* _Aim of the task_
Please output the lines shown below exactly as they appear.
....
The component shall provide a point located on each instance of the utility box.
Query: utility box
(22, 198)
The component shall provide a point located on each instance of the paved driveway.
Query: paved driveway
....
* _The output_
The component shall provide a point located on each instance of the utility box.
Query: utility box
(22, 198)
The component shall provide a point located on each instance of the paved driveway.
Query: paved driveway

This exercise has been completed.